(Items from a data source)
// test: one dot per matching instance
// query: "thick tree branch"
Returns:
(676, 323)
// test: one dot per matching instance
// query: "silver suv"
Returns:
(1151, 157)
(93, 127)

■ Assignment: Give the number of lines in the records that contain the string "query", with no other output.

■ Answer box: 2